▶ [VERZAMELDE TEKST]
28/07/1628

 
English | Nederlands

28 - 07 - 1628

Presentielijst:

Gelderland:
Holland:
Zeeland:
Utrecht:
Friesland:
Overijssel:
Groningen:

Resoluties:

1 Op aanhoudend verzoek van Abraham Speeck stellen HHM Bruininxs en Veltdriel in plaats van de afwezige Bas en Stavenis aan als commissaris.

2 De gezanten in Frankrijk berichten d.d. Parijs 14 juli dat de koning opnieuw 35 Nederlandse koopvaardijschepen in beslag heeft genomen om tegen de Engelse vloot in te zetten.
HHM nemen hierover nog geen besluit.

3 Ritmeester Van Eeckren schrijft d.d. Bergen op Zoom 22 juli dat de soldaten van zijn compagnie een konvooi hebben verslagen en een in soldatenkleren vermomde jezuït hebben gevangengenomen. Hij verzoekt autorisatie in verband hiermee kwartier te mogen maken aan de vijandelijke kant.
HHM schrijven hun afgevaardigden in Roosendaal om te bewerkstelligen dat dit aan de ritmeester wordt beloofd.

4 Een brief van Schwarzenberg d.d. Keulen 3/13 juli voegen HHM bij de andere bij de bespreking met ambtman Aer gebruikte documenten.

5 HHM stemmen voorlopig niet in met het verzoek van Jan Joosten Roy en Roelant Tailler om de gisteren over hun zaak genomen resolutie te mogen hebben.

6 In een brief d.d. Groningen 8 juli bevelen de Gedeputeerde Staten van Groningen het rekest aan van Wibe Hilles en Johan Popkens, cherchers te Groningen. De supplianten vragen goedkeuring van HHM voor de op 19 en 22 jan. door de Admiraliteit in Friesland toegezegde verhoging van hun traktement met 50 gld. per jaar.
HHM geven het rekest voor advies aan de aanwezige afgevaardigden van de Admiraliteitscolleges.

7 De extraordinaris afgevaardigden van Holland berichten dat hun lastgevers in overleg met Z.Exc. het plan van de vijand hebben besproken om de Nederlandse Moskoviëvaarders aan te vallen in de Witte Zee of in hun laadplaats Archangel. Zij hebben besloten nogmaals luitenant-admiraal Dorp te schrijven goed op te letten dat de vijandelijke schepen binnengaats blijven. Als deze toch uitvaren, dient hij de schepen te achtervolgen. Daarbij moet Dorp voldoende schepen inzetten om bij de vijand in het voordeel te blijven.

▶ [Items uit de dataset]

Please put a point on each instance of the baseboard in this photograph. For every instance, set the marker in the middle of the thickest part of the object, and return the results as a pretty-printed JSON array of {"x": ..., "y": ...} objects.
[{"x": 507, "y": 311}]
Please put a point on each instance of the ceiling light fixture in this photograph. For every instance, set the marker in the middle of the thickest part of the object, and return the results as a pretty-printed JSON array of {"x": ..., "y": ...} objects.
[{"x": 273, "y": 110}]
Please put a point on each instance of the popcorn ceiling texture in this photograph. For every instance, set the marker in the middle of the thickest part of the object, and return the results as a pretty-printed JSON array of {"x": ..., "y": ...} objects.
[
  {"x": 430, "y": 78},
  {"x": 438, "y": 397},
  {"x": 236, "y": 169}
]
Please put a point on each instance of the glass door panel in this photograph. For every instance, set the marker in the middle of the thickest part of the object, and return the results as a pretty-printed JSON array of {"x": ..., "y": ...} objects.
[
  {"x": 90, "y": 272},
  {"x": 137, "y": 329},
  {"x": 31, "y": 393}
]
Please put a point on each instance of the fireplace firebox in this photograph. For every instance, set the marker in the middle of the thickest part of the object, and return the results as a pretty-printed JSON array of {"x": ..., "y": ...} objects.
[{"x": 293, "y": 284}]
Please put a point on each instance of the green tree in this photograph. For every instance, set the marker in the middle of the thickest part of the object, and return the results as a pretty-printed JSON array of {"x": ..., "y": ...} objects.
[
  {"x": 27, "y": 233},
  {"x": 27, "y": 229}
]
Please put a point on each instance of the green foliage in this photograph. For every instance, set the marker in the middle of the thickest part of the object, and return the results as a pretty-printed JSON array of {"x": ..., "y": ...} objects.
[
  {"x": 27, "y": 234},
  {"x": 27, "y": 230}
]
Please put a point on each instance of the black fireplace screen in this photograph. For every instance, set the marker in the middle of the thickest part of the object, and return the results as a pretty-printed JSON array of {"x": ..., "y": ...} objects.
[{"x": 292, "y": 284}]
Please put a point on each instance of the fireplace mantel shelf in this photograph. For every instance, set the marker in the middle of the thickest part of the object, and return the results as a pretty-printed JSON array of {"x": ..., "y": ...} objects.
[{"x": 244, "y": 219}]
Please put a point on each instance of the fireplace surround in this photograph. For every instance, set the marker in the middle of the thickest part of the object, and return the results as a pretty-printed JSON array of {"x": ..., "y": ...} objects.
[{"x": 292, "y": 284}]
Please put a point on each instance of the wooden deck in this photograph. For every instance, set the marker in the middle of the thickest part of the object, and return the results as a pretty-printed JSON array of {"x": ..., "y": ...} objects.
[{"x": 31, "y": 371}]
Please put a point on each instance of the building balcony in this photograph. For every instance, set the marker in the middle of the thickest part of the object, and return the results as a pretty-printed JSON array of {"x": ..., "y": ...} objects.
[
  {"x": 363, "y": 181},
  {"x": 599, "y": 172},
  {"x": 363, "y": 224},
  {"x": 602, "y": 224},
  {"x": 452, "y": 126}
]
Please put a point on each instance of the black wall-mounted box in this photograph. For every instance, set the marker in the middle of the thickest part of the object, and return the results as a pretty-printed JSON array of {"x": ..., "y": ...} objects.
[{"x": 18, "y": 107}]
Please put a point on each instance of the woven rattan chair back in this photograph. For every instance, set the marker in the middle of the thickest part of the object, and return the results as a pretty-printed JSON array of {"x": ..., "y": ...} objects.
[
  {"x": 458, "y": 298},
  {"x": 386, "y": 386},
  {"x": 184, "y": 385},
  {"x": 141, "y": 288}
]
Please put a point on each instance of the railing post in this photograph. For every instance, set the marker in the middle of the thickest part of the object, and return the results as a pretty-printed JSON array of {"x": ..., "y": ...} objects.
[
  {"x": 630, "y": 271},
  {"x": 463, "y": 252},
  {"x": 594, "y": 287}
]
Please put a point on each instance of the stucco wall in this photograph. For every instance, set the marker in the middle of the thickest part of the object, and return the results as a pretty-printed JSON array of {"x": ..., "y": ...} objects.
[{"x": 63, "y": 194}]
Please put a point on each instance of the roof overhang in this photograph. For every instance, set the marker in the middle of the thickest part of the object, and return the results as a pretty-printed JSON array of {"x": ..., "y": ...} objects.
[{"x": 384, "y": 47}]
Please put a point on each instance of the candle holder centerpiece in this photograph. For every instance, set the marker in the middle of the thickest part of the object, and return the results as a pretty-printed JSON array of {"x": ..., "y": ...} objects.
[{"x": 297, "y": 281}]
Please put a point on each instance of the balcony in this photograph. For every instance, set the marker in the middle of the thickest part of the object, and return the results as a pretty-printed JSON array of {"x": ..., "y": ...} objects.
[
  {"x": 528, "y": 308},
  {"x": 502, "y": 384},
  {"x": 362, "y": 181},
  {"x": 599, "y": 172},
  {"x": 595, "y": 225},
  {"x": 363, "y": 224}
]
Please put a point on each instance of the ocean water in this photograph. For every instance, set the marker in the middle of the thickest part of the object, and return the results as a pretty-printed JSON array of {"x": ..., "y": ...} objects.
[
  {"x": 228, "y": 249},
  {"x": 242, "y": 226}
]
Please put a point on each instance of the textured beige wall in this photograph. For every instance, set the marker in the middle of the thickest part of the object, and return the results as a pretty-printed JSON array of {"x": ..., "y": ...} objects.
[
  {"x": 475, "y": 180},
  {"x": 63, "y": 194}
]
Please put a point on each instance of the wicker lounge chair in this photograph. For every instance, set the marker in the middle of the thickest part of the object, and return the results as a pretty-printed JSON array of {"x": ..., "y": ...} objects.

▶ [OPDRACHT 1]
Neem uit de resoluties van 28 juli 1628 letterlijk het gedeelte over dat opent met de woorden met "HHM nemen hierover" en sluit met "Aer gebruikte documenten.".
▶ [OPDRACHT 2]
Hoeveel Nederlandse koopvaardijschepen zijn volgens het bericht van de gezanten in Frankrijk in de resoluties van 28 juli 1628 opnieuw in beslag genomen?
▶ [OPDRACHT 3]
Vertaal de volgende zin uit de resoluties van 28 juli 1628 in het Engels: "HHM geven het rekest voor advies aan de aanwezige afgevaardigden van de Admiraliteitscolleges."

▶ [UITWERKING 1]
HHM nemen hierover nog geen besluit.

3 Ritmeester Van Eeckren schrijft d.d. Bergen op Zoom 22 juli dat de soldaten van zijn compagnie een konvooi hebben verslagen en een in soldatenkleren vermomde jezuït hebben gevangengenomen. Hij verzoekt autorisatie in verband hiermee kwartier te mogen maken aan de vijandelijke kant.
HHM schrijven hun afgevaardigden in Roosendaal om te bewerkstelligen dat dit aan de ritmeester wordt beloofd.

4 Een brief van Schwarzenberg d.d. Keulen 3/13 juli voegen HHM bij de andere bij de bespreking met ambtman Aer gebruikte documenten.

▶ [UITWERKING 2]
35 koopvaardijschepen.

▶ [UITWERKING 3]
HHM refer the petition for advice to the deputies of the Admiralty Boards who are present.